| Problems and tasks |
A. Translate this sentence from the bush fire article into Spanish: "Australia is on fire, and athletes from there or who play there are trying to help."
B. Print the bush fire article word for word from "Australia is on" to "is from Melbourne.".

| Provided text |
'''

UAA Athletics

Alaska athletes with ties to Australia share in fight against bush fires

Australia is on fire, and athletes from there or who play there are trying to help.

On Sunday in Sydney, players on the men’s pro tennis tour pledged more than $500,000 and Serena Williams donated her $43,000 paycheck for winning the Auckland Classic to recovery efforts.

On the other side of the world, the marketing manager at the Alaska Airlines Center started a fundraiser that has so far raised nearly three times her original goal of $350. One of the biggest contributors: UAA basketball player Jack Macdonald, who is from Melbourne.

“I’m lucky. My family and friends haven’t directly been affected,” Macdonald said Tuesday. “I’m just doing my part as a proud Australian, because there are thousands who have lost everything.”

A basketball player from Chugiak who plays for the Canberra Capitals of Australia’s Women’s National Basketball League is doing her part too.

'''

| Data excerpt |
'''

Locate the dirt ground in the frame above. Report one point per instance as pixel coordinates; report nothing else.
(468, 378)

'''

| Task-by-task answers |
A. Australia está en llamas, y los atletas que son de allí o que juegan allí están tratando de ayudar.

B.
Australia is on fire, and athletes from there or who play there are trying to help.

On Sunday in Sydney, players on the men’s pro tennis tour pledged more than $500,000 and Serena Williams donated her $43,000 paycheck for winning the Auckland Classic to recovery efforts.

On the other side of the world, the marketing manager at the Alaska Airlines Center started a fundraiser that has so far raised nearly three times her original goal of $350. One of the biggest contributors: UAA basketball player Jack Macdonald, who is from Melbourne.